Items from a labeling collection
— START —

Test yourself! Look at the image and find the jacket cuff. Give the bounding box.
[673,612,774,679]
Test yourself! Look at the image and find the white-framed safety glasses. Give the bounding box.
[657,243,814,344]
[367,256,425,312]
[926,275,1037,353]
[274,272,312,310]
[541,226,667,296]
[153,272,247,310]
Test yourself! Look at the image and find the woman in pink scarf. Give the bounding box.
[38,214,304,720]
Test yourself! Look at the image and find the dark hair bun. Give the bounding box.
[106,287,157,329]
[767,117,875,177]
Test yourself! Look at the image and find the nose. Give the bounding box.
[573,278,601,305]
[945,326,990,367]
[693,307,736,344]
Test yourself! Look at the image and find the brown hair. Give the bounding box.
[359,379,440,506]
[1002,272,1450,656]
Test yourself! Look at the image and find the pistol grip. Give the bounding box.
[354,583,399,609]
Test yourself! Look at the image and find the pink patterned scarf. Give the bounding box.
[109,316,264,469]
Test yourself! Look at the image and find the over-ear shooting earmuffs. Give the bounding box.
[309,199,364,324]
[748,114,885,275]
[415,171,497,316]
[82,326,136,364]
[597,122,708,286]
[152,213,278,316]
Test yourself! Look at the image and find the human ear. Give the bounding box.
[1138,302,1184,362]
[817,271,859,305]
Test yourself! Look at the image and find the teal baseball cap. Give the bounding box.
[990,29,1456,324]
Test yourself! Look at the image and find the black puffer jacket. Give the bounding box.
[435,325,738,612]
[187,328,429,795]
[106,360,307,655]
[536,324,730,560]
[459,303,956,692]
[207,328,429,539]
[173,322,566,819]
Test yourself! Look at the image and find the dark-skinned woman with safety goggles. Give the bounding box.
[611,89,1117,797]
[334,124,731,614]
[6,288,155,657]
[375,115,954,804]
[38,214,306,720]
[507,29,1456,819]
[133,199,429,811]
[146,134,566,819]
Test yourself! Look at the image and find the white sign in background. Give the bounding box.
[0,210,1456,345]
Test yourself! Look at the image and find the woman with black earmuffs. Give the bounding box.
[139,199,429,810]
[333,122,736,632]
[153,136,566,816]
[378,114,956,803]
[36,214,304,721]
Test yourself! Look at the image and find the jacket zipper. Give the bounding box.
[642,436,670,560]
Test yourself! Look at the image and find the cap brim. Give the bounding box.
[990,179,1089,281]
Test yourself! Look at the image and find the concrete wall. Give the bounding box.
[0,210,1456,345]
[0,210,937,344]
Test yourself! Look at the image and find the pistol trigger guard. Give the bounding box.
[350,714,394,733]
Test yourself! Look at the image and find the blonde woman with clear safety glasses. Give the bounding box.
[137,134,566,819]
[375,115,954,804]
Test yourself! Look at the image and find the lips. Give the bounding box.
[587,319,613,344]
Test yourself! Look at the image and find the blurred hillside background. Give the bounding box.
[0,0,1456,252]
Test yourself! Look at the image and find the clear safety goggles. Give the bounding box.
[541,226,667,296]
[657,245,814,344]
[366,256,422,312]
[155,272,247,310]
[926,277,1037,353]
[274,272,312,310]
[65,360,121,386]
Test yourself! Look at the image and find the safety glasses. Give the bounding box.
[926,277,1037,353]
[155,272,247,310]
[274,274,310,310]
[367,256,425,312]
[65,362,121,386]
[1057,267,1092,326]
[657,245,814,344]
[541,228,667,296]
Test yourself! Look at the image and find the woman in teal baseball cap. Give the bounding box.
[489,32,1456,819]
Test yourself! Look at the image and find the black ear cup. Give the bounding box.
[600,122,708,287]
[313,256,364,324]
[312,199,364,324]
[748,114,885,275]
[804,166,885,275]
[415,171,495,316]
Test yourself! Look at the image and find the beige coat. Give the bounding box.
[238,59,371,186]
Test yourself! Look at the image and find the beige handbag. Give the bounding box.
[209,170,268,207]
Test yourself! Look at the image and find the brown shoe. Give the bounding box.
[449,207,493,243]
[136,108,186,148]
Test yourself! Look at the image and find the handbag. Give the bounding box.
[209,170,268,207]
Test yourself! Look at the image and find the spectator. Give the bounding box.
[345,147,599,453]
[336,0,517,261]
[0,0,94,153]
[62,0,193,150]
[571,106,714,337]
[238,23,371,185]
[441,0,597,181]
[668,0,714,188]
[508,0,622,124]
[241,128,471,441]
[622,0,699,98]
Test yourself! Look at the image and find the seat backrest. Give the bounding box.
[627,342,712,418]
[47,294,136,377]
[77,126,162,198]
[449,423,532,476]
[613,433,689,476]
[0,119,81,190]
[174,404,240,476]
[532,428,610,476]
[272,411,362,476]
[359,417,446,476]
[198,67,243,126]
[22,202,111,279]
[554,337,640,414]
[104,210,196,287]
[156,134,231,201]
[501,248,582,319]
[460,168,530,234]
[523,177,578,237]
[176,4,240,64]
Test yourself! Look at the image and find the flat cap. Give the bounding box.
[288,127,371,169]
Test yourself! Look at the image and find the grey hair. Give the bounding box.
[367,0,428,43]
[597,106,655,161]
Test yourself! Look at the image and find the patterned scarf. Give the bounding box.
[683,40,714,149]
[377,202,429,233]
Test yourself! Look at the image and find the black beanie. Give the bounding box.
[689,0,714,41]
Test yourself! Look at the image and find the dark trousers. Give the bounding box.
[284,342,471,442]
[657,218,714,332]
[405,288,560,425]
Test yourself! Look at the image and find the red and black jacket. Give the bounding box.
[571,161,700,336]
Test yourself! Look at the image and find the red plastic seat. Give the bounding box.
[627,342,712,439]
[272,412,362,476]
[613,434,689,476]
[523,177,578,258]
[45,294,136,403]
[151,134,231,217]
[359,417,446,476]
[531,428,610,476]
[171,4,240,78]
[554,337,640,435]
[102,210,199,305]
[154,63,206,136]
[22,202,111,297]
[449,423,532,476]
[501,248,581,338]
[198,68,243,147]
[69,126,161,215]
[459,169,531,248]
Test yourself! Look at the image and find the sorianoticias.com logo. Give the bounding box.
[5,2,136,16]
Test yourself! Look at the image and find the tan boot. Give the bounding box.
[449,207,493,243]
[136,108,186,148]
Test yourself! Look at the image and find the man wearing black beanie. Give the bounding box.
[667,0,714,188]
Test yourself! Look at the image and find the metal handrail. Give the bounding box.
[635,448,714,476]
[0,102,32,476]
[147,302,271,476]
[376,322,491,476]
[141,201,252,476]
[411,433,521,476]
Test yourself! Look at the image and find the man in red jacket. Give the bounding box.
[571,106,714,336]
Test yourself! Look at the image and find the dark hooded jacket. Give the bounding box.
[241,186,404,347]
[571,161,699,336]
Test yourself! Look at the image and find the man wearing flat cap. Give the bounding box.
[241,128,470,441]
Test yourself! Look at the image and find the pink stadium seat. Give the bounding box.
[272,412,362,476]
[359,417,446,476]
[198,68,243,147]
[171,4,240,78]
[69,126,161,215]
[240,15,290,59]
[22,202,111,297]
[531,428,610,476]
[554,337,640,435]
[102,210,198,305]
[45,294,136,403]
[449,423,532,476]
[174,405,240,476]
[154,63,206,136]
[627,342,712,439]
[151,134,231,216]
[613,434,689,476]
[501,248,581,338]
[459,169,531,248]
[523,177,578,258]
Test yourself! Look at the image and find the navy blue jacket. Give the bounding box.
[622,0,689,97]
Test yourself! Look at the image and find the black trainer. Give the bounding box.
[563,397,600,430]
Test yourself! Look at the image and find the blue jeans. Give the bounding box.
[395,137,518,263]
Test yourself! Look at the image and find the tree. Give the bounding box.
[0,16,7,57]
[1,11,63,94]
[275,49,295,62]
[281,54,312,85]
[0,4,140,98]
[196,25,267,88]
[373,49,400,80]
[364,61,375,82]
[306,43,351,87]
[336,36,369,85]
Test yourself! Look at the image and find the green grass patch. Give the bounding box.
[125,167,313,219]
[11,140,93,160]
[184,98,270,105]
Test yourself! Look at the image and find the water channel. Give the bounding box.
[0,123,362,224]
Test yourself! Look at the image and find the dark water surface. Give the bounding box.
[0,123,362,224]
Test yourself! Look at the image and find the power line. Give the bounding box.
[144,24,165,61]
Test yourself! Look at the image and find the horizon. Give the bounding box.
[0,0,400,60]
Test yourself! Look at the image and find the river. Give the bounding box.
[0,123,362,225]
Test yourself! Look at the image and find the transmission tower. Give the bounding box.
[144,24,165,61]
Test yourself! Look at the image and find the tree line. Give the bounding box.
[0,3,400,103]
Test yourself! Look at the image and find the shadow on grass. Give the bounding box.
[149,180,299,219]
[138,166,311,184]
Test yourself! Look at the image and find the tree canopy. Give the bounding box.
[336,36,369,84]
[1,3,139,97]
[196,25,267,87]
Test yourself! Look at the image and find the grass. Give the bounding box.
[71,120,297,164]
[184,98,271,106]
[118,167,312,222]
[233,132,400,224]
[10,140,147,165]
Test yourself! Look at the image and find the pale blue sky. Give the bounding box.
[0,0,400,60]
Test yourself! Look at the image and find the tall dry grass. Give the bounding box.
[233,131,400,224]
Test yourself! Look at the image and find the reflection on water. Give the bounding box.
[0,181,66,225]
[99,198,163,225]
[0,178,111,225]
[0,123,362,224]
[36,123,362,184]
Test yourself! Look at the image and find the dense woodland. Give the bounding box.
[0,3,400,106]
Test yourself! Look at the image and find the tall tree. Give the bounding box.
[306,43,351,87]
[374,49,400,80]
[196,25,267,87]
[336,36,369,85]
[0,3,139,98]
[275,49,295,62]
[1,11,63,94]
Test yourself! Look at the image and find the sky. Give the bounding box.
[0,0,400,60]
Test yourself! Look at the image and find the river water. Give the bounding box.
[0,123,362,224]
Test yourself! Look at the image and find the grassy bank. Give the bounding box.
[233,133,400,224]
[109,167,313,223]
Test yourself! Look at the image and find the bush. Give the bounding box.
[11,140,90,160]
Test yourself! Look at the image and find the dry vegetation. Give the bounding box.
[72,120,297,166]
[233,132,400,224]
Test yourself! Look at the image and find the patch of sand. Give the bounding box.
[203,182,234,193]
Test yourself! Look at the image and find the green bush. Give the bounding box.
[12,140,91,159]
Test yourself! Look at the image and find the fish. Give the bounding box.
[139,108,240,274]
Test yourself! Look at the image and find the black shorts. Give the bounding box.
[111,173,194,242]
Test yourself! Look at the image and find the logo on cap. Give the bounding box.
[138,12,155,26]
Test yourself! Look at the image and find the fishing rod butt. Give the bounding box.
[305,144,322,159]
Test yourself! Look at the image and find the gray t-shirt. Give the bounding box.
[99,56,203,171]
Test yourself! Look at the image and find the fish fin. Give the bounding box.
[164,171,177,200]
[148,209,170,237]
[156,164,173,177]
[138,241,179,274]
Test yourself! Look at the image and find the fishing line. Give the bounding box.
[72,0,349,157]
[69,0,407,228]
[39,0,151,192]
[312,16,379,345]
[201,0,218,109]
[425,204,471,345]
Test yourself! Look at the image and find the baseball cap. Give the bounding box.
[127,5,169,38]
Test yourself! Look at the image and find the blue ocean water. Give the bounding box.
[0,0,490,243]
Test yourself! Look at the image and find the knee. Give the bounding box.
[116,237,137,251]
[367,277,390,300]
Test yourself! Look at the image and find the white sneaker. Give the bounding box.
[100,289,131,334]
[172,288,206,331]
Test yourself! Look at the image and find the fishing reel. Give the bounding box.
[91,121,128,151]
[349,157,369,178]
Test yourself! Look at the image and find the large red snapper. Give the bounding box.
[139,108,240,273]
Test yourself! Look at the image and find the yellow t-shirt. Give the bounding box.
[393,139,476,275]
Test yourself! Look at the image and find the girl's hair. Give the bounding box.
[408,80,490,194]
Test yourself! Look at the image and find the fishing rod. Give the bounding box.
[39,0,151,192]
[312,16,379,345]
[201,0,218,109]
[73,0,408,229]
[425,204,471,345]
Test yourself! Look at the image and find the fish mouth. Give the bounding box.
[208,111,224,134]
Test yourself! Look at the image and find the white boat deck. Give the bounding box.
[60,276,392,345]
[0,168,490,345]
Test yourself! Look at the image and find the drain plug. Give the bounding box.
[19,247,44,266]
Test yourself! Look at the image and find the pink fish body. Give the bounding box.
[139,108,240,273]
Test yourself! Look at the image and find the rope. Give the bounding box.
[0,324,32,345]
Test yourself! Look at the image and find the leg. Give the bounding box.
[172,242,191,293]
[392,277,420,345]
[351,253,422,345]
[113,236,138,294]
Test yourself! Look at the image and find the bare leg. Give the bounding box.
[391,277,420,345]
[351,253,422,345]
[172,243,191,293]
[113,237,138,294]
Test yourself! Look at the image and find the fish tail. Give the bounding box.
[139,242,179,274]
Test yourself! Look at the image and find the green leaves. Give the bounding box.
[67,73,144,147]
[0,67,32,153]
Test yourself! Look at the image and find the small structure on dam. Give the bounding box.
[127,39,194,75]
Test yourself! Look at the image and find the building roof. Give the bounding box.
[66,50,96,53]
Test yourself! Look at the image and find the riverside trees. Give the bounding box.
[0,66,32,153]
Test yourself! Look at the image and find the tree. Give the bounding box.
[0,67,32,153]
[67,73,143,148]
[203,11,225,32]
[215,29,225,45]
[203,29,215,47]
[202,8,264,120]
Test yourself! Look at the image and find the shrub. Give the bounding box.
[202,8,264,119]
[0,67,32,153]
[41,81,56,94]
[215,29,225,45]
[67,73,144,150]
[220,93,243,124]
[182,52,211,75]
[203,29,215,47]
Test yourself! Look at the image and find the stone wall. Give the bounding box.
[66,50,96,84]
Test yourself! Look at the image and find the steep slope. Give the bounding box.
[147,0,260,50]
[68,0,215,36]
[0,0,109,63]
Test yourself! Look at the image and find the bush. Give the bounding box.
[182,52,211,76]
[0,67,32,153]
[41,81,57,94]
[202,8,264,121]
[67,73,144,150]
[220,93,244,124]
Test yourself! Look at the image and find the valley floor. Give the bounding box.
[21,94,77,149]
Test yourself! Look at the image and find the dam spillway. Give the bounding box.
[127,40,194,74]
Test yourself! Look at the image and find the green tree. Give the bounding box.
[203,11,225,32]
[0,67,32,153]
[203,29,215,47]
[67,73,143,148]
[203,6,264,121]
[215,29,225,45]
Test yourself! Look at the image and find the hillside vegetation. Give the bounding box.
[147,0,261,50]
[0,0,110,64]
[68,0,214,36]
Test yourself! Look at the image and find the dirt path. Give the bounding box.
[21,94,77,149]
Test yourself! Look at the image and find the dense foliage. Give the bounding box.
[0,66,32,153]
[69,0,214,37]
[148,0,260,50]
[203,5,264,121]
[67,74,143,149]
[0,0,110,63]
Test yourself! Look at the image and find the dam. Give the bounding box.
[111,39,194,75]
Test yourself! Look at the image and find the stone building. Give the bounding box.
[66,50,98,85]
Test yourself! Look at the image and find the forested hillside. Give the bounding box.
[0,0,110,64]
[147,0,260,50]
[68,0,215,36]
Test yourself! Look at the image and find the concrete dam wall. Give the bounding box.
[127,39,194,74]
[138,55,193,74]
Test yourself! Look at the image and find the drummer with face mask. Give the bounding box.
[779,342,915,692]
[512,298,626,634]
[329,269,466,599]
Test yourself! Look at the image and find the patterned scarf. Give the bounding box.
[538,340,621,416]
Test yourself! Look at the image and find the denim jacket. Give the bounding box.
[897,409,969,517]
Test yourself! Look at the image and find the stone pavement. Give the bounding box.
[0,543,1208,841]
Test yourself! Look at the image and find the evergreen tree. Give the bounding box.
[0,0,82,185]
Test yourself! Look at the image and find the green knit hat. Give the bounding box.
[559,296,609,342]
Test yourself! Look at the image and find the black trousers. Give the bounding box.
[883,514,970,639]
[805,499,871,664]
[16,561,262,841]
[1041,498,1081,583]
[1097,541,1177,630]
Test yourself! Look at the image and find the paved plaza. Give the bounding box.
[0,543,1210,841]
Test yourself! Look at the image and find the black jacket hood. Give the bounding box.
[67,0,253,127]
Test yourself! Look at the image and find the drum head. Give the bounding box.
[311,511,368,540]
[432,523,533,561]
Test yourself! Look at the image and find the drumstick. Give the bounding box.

— END —

▶ **STATED EXERCISE**:
Please arrange the lines above, from the first one through the line with "[38,214,304,720]", as a numbered list, leaving out any blank lines.

▶ **EXERCISE RESPONSE**:
1. Test yourself! Look at the image and find the jacket cuff. Give the bounding box.
2. [673,612,774,679]
3. Test yourself! Look at the image and find the white-framed safety glasses. Give the bounding box.
4. [657,243,814,344]
5. [367,256,425,312]
6. [926,275,1037,353]
7. [274,272,312,310]
8. [541,226,667,296]
9. [153,272,247,310]
10. Test yourself! Look at the image and find the woman in pink scarf. Give the bounding box.
11. [38,214,304,720]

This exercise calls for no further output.